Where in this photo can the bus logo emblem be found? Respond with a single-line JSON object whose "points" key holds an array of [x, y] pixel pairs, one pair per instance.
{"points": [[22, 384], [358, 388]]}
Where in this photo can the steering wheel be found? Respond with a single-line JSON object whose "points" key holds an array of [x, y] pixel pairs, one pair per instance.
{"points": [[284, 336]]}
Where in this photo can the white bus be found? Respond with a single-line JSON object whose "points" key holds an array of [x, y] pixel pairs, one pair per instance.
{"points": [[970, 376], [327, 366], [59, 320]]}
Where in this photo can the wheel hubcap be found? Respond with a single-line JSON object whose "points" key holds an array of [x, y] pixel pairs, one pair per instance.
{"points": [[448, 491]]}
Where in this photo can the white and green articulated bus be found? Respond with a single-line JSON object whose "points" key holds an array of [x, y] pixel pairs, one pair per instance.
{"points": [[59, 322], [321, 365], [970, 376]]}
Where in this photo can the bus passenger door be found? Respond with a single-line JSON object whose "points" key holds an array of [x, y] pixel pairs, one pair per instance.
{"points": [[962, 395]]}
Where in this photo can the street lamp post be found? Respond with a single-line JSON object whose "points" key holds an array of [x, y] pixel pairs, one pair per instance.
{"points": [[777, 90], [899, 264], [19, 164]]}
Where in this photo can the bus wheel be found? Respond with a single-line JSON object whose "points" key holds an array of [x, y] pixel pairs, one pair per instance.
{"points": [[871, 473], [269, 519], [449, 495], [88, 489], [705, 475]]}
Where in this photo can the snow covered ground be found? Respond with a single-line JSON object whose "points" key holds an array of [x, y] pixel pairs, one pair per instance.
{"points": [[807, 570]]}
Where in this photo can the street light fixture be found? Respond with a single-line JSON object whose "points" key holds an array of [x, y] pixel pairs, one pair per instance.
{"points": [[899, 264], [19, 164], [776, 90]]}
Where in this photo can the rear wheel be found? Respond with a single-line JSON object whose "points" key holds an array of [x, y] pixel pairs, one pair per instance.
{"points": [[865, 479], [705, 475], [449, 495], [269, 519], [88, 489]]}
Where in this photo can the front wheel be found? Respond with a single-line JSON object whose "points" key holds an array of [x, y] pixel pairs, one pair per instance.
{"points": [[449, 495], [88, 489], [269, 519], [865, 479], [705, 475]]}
——
• **Exercise requirements**
Copy out word for word the part of the listing that starts at the line containing "Where in this photo can the rear" and runs through the end of the listing, including both of those lines.

• **Output of the exercise**
Where in this photo can the rear wheel be found? Respond with a single-line JSON object whose "points" key holds an array of [x, y] pixel pairs, one pair per instance.
{"points": [[865, 479], [705, 475], [449, 495], [269, 519], [88, 489]]}
Where in this photo can the front wheel be found? Respond with a single-line JSON object whose "points" key holds an array of [x, y] pixel pairs, one pair per instance.
{"points": [[449, 495], [88, 489], [269, 519], [865, 479], [705, 475]]}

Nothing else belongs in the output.